Text to read >>
——

[gclist] Precise GC's performance

Mike Spertus mps@geode.geodesic.com
Mon, 4 Mar 1996 17:50:22 -0600


> From maki!iecc.com!owner-gclist Fri Mar  1 05:03 CST 1996
> >Received: from miso.wwa.com by maki.wwa.com with smtp
> 	(Smail3.1.29.1 #3) id m0tsRg4-000rOBa; Fri, 1 Mar 96 04:03 CST
> Subject: Re: [gclist] Precise GC's performance
> To: gclist@iecc.com
> > The question is what kind of collector you have for precise collection.
> > If you have a generational collector then the malloc becomes faster than
> > an ordinary malloc. Substuting the null collector is not a fair test.
> > YAFL must somehow figure out how to free storage. That has a cost. Manual
> > adhoc methods of collection are often far more expensive than highly
> > the tuned ones you find in garbage collectors.
> 
> Please understand that this was not the issue of my experiment: the
> purpose here is not to measure the performance of GC vs a non-GC system,
> but to measure the performance penalty of a given GC design (precise)
> when compared with another approach (Conservative). The measure I made
> was related to what happens as long as GC is not required. It does not
> include any measure about GC itself.
> 
Actually, I believe Charles' answer is very relevant to your question.
One of the main differences between conservative and precise collection is
that precise GC can use copying collection. Copying collectors have a much
faster malloc than mark-sweep collectors. If collections rarely take place
(i.e. huge space overheads are allowed), collector performance is dominated
by allocator performance. In this case, copying collection and therefore
precise collection is faster than conservative collection. In the real
world, this is not very meaningful. I remember visiting the FOX project at
CMU (a TCP/IP stack written in ML), the speed of collection was excellent,
but the memory footprint of the TCP/IP stack was several tens of megabytes,
which is completely unacceptable for a real system.

Conversely, if you require that the collector keep a very small space overhead,
then conservative collection is much faster because a mark-and-sweep collection 
cycle is cheaper because frequent collections force live data to be
greater than say 75% of total data, which nullifies copying collection's
theoretical advantage of only having to touch live data.

——

What you need to do >>
**A)** Condense the paragraph of the mailing-list post that begins "Actually, I believe Charles' answer" into a short bulleted list that keeps its main facts.
**B)** Extract word for word the part of the mailing-list post starting with "Mike Spertus mps@geode.geodesic.com" and going on through "for precise collection.".

Dataset entries >>
——

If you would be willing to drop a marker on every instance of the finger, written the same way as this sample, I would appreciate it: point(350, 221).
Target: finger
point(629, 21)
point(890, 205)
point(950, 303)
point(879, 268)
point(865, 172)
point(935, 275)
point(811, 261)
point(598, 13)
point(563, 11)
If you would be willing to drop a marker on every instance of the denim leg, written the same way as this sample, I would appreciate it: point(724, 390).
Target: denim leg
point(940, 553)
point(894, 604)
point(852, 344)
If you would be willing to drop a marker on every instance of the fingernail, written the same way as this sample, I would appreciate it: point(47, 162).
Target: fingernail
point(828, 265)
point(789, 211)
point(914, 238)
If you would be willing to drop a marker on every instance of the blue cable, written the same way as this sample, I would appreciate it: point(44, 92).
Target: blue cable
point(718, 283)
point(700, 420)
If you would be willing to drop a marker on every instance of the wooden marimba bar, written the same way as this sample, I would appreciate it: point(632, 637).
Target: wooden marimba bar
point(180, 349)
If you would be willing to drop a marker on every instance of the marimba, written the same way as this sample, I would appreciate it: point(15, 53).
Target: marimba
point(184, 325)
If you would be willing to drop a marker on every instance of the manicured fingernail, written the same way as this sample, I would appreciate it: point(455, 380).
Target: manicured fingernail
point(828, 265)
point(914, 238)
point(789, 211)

——

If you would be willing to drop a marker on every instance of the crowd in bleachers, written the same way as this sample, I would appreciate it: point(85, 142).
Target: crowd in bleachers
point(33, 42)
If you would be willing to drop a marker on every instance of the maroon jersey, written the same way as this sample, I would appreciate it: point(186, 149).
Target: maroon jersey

——

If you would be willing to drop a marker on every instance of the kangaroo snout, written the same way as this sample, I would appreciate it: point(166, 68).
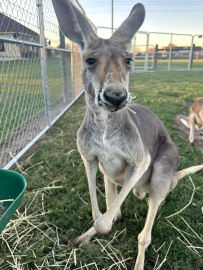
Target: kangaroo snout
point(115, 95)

——

Answers provided >>
**A)**
- The writer considers Charles' answer very relevant to the question.
- A main difference between the two approaches is that precise GC can use copying collection.
- Copying collectors have a much faster malloc than mark-sweep collectors.
- When collections are rare because huge space overheads are allowed, allocator performance dominates. In that case copying collection, and so precise collection, is faster than conservative collection.
- This is not very meaningful in the real world. In the FOX project at CMU, a TCP/IP stack written in ML, collection was fast, but the stack's memory footprint was several tens of megabytes, which is unacceptable for a real system.

**B)**
Mike Spertus mps@geode.geodesic.com
Mon, 4 Mar 1996 17:50:22 -0600


> From maki!iecc.com!owner-gclist Fri Mar  1 05:03 CST 1996
> >Received: from miso.wwa.com by maki.wwa.com with smtp
> 	(Smail3.1.29.1 #3) id m0tsRg4-000rOBa; Fri, 1 Mar 96 04:03 CST
> Subject: Re: [gclist] Precise GC's performance
> To: gclist@iecc.com
> > The question is what kind of collector you have for precise collection.